Requesting information from the Management Board and background information
After the General Meeting agenda items have been discussed, including any additional items, shareholders may request information about the Company’s activities from the Management Board. This can be done in accordance with the procedure published on the Company’s website at www.tallinnavesi.ee, under the ‘Investor->Shareholders Meeting->23/04/2026’ section. Shareholders may also request information from the Company’s Management Board by e-mail, sending their questions before the General Meeting by 17:00 (UTC+3) on 22 April 2026 at the latest. Background information regarding the agenda (incl. the notice to convene the General Meeting), the Annual Report of the Company for 2025, the Supervisory Council report, the Auditor’s report, the proposal for distribution of profit, reasonings regarding agenda items alongside respective draft resolutions, and any other information and documents subject to disclosure under legal acts, as well as other important information regarding the agenda, is available on the Company’s website at www.tallinnavesi.ee, under the ‘Investor->Shareholders Meeting->23/04/2026’ section. The website also provides an overview of the documents that shareholders must bring with them to attend the General Meeting (either in person or by proxy), as well as information provided in § 2941 of the Commercial Code. The Annual Report of the Company for 2025 and the Auditor’s report are also available on Nasdaq Baltic’s website at http://www.nasdaqbaltic.com.
If you have any questions regarding the Annual General Meeting of Shareholders, its agenda, electronic voting or the appointment of a shareholder representative, please contact Melika Kiilmaa, Head of Legal of the Company (melika.kiilmaa@tvesi.ee, telephone: +372 6262 200). Questions, answers and minutes from the General Meeting will be published on the Company’s website www.tallinnavesi.ee, under the ‘Investor->Shareholders Meeting->23/04/2026’ section. Notices of the appointment or withdrawal of a shareholder representative must be digitally signed or notarised and sent to the above e-mail address no later than 17:00 (UTC+3) on the business day preceding the General Meeting, i.e., 22 April 2026.
Appointing a proxy
If you are going to appoint a proxy, please inform us of your intention by 17:00 (UTC+3) on 22 April 2026 at the latest, and e-mail the digitally signed proxies to tvesi@tvesi.ee. If you are unable to obtain a digital signature, please e-mail a copy of the notarised proxy to tvesi@tvesi.ee and send the original proxy by post to the Company at: Ädala 10, 10614 Tallinn, Estonia, by 17:00 (UTC+3) on 22 April 2026 at the latest. The proxy form is available on the Company’s website www.tallinnavesi.ee, under the ‘Investor->Shareholders Meeting->23.04.2026->Proxy form’ section.

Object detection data
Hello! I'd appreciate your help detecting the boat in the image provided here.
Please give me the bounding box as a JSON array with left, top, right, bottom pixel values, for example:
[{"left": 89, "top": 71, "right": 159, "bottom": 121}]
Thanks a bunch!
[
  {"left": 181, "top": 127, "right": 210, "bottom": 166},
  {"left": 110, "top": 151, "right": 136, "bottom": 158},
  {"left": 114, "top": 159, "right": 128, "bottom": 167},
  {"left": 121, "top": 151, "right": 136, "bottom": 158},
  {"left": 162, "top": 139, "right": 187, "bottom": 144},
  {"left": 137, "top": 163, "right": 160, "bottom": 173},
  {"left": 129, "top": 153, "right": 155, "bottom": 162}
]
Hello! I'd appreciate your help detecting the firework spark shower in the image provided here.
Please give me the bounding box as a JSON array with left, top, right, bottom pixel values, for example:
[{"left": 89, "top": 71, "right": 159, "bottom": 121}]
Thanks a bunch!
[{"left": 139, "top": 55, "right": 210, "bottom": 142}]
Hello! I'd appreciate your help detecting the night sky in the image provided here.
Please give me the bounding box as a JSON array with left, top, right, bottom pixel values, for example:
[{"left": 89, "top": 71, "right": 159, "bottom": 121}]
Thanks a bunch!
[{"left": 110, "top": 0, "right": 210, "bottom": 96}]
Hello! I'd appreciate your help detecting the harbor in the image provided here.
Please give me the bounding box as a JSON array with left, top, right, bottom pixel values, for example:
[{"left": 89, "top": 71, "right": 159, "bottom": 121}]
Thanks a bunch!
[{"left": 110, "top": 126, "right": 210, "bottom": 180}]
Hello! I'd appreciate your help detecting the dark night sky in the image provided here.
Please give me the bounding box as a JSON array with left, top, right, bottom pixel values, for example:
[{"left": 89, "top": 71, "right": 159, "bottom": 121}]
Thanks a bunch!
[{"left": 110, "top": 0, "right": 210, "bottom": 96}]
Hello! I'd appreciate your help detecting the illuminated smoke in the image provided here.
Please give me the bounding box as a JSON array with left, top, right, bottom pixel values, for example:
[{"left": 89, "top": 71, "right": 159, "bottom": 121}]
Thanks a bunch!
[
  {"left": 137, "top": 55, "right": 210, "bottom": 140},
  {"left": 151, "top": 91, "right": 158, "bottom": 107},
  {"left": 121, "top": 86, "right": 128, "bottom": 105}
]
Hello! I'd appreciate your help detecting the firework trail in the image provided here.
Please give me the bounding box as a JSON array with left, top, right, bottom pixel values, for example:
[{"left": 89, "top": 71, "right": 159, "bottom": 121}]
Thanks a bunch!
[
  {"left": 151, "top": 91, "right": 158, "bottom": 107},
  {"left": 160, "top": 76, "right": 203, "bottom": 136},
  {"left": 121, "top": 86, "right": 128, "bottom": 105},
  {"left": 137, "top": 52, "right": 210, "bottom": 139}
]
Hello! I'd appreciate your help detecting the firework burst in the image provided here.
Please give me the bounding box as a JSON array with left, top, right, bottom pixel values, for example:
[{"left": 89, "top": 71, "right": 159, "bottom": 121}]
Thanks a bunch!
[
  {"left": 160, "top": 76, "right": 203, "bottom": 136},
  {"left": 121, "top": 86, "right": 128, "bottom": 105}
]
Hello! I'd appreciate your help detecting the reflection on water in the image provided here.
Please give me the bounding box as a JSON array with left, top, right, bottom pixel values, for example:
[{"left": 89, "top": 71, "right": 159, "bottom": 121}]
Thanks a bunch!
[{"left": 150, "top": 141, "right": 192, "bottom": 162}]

◆ To be done ◆
#1 Extract from the listing above every line that contains the word "firework".
#2 Write what comes next in the General Meeting notice above, picking up after its final sentence.

◆ Responses in order ◆
#1
Hello! I'd appreciate your help detecting the firework spark shower in the image provided here.
Hello! I'd appreciate your help detecting the firework trail in the image provided here.
Hello! I'd appreciate your help detecting the firework burst in the image provided here.

#2
Electronic voting
The possibility to vote in advance using electronic means will be open from the time the notice to convene the General Meeting is published until 17:00 (UTC+3) of the day preceding the General Meeting (22 April 2026), by using the ballot paper published on the Company’s website www.tallinnavesi.ee, under the ‘Investor->Shareholders Meeting->23/04/2026’ section, and by sending the properly completed and digitally signed ballot paper by e-mail to tvesi@tvesi.ee. Shareholders who vote using electronic means will be deemed to have attended the General Meeting, and their votes represented by shares will be counted in the quorum of the General Meeting. The detailed procedure and instructions for voting in advance using electronic means are published on the Company’s website www.tallinnavesi.ee, under the ‘Investor->Shareholders Meeting->23/04/2026’ section. It is not possible to attend the General Meeting using electronic means without being physically present at the General Meeting.
Documents proving identity and right of representation required to attend the General Meeting
Shareholders are kindly requested to bring a valid identification document. Shareholder representatives are kindly requested to bring a valid identification document and a valid, digitally signed or notarised proxy (see the ‘Appointing a proxy’ section above). If you are a foreign legal person, please also bring an extract from the valid registry card showing your right of representation. Each document issued by an official in a foreign country must either be legalised or authenticated with a document certificate (apostille) and have an attached certified translation into Estonian by a sworn translator.
The notice to convene the General Meeting will be published in the daily newspaper Postimees on 31 March 2026.
The minutes of the General Meeting will be made available on the Company’s website www.tallinnavesi.ee, under the ‘Investor->Shareholders Meeting->23/04/2026’ section, no later than seven days after the meeting.
Sincerely
Aleksandr Timofejev
Chairman of the Management Board
Aktsiaselts Tallinna Vesi
(+372) 6262 200
aleksandr.timofejev@tvesi.ee
Draft resolutions
Agenda item no 1: Approval of the Annual Report for 2025
Proposal of the Supervisory Council:
RESOLUTION: To approve the consolidated Annual Report of the Company for 2025, as presented to the General Meeting.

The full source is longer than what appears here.